## Begin PROVIDED RECORDS

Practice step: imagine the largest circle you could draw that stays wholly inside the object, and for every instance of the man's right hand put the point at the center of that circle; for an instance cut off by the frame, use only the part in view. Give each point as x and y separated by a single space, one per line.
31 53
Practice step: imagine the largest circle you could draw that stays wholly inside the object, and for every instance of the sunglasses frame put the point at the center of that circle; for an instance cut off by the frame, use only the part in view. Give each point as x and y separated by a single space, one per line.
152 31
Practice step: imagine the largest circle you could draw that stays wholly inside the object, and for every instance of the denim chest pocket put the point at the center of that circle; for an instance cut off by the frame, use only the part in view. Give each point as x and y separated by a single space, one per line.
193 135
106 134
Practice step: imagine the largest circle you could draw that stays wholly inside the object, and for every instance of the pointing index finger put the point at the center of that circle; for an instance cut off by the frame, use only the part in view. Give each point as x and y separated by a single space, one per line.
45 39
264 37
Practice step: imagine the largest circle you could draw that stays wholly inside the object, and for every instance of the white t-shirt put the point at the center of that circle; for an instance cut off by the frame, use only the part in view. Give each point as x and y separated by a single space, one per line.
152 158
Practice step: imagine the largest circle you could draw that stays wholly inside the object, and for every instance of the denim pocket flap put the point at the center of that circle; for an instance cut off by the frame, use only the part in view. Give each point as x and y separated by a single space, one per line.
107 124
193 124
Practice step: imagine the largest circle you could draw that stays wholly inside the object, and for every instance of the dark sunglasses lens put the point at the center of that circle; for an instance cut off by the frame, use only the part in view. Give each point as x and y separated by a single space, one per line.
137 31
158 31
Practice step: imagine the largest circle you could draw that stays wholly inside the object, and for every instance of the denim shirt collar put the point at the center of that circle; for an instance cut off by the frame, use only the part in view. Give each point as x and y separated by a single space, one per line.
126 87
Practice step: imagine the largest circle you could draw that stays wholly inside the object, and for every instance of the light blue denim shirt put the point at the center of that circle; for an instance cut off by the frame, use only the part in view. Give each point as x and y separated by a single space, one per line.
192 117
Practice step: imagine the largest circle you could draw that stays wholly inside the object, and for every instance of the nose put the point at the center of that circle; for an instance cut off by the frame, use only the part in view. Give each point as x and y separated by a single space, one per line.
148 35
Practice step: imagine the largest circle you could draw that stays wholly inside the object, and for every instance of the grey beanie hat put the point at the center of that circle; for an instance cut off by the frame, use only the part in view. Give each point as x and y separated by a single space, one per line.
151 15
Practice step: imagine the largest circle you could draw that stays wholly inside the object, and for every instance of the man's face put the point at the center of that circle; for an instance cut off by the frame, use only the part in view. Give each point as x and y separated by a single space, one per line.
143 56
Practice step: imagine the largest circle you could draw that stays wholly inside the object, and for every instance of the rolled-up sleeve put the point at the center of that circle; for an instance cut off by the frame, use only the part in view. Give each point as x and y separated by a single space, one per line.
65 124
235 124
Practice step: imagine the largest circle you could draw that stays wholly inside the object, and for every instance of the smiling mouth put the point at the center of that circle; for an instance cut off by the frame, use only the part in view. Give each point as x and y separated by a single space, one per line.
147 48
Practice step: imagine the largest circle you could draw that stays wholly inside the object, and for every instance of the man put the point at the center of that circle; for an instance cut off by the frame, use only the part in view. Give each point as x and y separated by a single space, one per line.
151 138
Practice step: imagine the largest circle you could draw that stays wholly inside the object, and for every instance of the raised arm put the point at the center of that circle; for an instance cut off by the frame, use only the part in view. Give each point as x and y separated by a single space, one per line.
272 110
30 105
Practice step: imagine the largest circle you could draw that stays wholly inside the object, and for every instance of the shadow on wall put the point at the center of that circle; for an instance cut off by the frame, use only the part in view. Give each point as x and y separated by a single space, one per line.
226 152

## End PROVIDED RECORDS

AIM OF THE EXERCISE:
Make an exact copy of the records.

TASK OUTPUT:
Practice step: imagine the largest circle you could draw that stays wholly inside the object, and for every instance of the man's right hand put the point at the center of that circle; for an instance cut off by the frame, use only the part in view. Give each point as x and y separated by a single space, one per line.
31 53
Practice step: imagine the largest circle you could draw that stays wholly inside the object, and for every instance of the sunglasses frame put the point at the center of that circle; for an instance cut off by the frame, use only the part in view. Give each point as x and y separated by a single space, one per line.
152 31
Practice step: imagine the largest circle you could draw that stays wholly inside the object, and for every instance of the denim chest pocket put the point at the center of that circle; for an instance cut off by the frame, use only the part in view. Give each point as x and y separated by a single space, one per line.
193 135
106 134
Practice step: imagine the largest circle you could draw that stays wholly inside the object, and for every instance of the pointing index finger put the point at the center of that circle; for an instance cut off by the frame, use only the part in view. Give each point as x and y separated by a single space, one per line.
45 39
264 37
Practice step: imagine the largest circle you could draw that stays wholly inside the object, and for every instance of the white t-shirt put the point at the center of that circle; for an instance cut off by the frame, use only the part in view. Give each point as x and y separated by a single space, one per line.
152 158
Practice step: imagine the largest circle you could draw that stays wholly inside the object, and for every instance of the denim pocket flap put the point at the center of that circle; for an instance cut off by the frame, use only the part in view. Give each point as x and y separated by a single space, one per line.
107 124
193 124
Practice step: imagine the largest circle you could draw that stays wholly inside the object, and for every instance of the dark sunglasses lens put the point at the center of that circle; for an instance cut off by the frame, use only the part in view. Give each point as x and y separated by a single space, one per line.
137 31
158 31
Practice step: imagine the largest circle you could draw that stays wholly inside the object, and for every instance of the denim shirt collar put the point at the center of that circle; for an instance cut off by the frame, use only the part in view. Give each point as x and y separated by a single space, one per line.
126 87
Practice step: imagine the largest circle you could draw that stays wholly inside the object, and for every instance of the light blue denim shirt put the point at the center of that circle; for an instance cut off by the frame, use only the part in view. Give each point as x and y separated by a single space, one per line.
192 117
Practice step: imagine the largest circle you could draw that stays wholly inside the object, and for every instance of the nose put the point at the center of that circle; for an instance cut off by the frame, use only the part in view. Give each point as x and y separated by a single space, one per line.
148 35
Practice step: imagine the largest circle you could draw that stays wholly inside the object, and for every instance of the grey beanie hat put the point at the center of that circle; for an instance cut off by the frame, use only the part in view. Give each point as x and y separated by a single space, one per line.
151 15
Practice step: imagine the largest circle you could draw that stays wholly inside the object, and for every instance of the man's face put the point at the center of that circle; for an instance cut off by the frame, use only the part in view. Give each point as x and y separated by a single space, one per line.
143 56
Practice step: imagine the largest circle you could draw that stays wholly inside the object, and for every instance of the rolled-up sleeve put the point at the center of that circle; for an instance cut off by the frame, use only the part in view. Give each point as x and y separated by a single space, one per line.
65 124
235 124
Practice step: imagine the largest circle you could draw that stays wholly inside the object, and for every instance of the smiling mouth put the point at the center of that circle; for an instance cut off by the frame, use only the part in view. Give each point as x and y separated by a single space, one per line.
147 48
Practice step: imagine the largest circle you could draw that stays wholly inside the object, and for every instance of the man put the point at the center of that circle; for an instance cut off by the frame, use only the part in view. Give each point as x and y separated by a single space, one per line.
151 138
Practice step: imagine the largest circle you could draw that stays wholly inside the object, and for every instance of the raised arm put the point at the center of that circle; for an instance cut off by the frame, use only the part in view. Give each point as x and y separated by a single space, one per line.
272 110
30 105
Practice step: imagine the largest circle you could draw that stays wholly inside the object, and for every instance of the shadow on wall put the point at the center of that circle; for an instance cut off by the frame, use only the part in view. Give each point as x and y separated by a single space, one per line.
226 152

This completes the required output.